| Written exercise |
Replace each "Target" with "Object" throughout the listing that follows, and give the lines again with nothing else changed.

| Material provided |
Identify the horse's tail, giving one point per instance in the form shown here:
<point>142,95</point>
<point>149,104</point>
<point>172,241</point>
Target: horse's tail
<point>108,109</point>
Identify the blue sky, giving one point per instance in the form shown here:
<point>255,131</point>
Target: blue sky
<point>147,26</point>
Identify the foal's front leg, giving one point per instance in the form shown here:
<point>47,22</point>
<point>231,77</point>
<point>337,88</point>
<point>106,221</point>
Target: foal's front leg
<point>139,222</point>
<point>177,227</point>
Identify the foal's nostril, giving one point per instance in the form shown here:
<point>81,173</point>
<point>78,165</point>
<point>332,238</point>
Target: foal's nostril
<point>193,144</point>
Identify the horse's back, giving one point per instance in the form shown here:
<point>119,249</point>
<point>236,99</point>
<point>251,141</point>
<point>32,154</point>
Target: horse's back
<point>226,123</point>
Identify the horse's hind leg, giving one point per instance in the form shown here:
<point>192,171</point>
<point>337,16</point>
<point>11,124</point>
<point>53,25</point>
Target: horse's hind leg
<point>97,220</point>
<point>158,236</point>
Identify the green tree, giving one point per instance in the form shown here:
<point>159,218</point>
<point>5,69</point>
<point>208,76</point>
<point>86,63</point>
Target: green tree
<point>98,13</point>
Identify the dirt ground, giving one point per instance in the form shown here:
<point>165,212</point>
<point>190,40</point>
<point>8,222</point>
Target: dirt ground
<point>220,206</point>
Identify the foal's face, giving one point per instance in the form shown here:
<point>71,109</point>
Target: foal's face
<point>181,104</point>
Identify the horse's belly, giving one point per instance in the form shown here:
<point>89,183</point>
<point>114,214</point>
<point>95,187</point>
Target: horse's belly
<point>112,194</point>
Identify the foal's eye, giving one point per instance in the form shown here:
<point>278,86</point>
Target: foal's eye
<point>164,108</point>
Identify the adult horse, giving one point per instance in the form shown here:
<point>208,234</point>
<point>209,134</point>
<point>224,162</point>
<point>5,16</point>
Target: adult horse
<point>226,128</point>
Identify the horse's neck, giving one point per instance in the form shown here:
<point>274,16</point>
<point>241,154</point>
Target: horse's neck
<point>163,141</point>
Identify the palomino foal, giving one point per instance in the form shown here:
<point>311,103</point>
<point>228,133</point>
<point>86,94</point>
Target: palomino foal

| Solution for this task |
Identify the horse's tail, giving one point per instance in the form shown here:
<point>142,95</point>
<point>149,104</point>
<point>172,241</point>
Object: horse's tail
<point>108,109</point>
Identify the blue sky, giving one point per instance in the form shown here:
<point>255,131</point>
Object: blue sky
<point>147,26</point>
Identify the foal's front leg, giving one point per instance in the form shown here:
<point>47,22</point>
<point>231,77</point>
<point>337,88</point>
<point>106,221</point>
Object: foal's front leg
<point>139,222</point>
<point>177,227</point>
Identify the foal's nostril, giving one point per instance in the form shown here:
<point>81,173</point>
<point>78,165</point>
<point>332,238</point>
Object: foal's nostril
<point>193,144</point>
Identify the horse's back, giving one point per instance in the form shown here:
<point>119,249</point>
<point>236,99</point>
<point>251,141</point>
<point>32,154</point>
Object: horse's back
<point>226,123</point>
Identify the horse's hind leg, giving one point per instance in the form shown here:
<point>192,171</point>
<point>337,16</point>
<point>11,124</point>
<point>53,25</point>
Object: horse's hind leg
<point>97,220</point>
<point>158,236</point>
Identify the green tree, giving one point per instance in the form shown here:
<point>159,218</point>
<point>5,69</point>
<point>208,76</point>
<point>86,63</point>
Object: green tree
<point>98,13</point>
Identify the dirt ground, giving one point per instance in the form shown here:
<point>165,212</point>
<point>190,40</point>
<point>8,222</point>
Object: dirt ground
<point>220,206</point>
Identify the foal's face, giving one point per instance in the form shown here:
<point>71,109</point>
Object: foal's face
<point>181,104</point>
Identify the horse's belly, giving one point per instance in the form shown here:
<point>89,183</point>
<point>114,214</point>
<point>95,187</point>
Object: horse's belly
<point>112,194</point>
Identify the foal's eye, giving one point per instance in the form shown here:
<point>278,86</point>
Object: foal's eye
<point>164,108</point>
Identify the adult horse, giving one point per instance in the form shown here:
<point>208,234</point>
<point>209,134</point>
<point>224,162</point>
<point>5,16</point>
Object: adult horse
<point>226,128</point>
Identify the horse's neck, giving one point per instance in the form shown here:
<point>274,16</point>
<point>241,154</point>
Object: horse's neck
<point>163,141</point>
Identify the palomino foal, giving one point per instance in the form shown here:
<point>311,103</point>
<point>228,133</point>
<point>86,94</point>
Object: palomino foal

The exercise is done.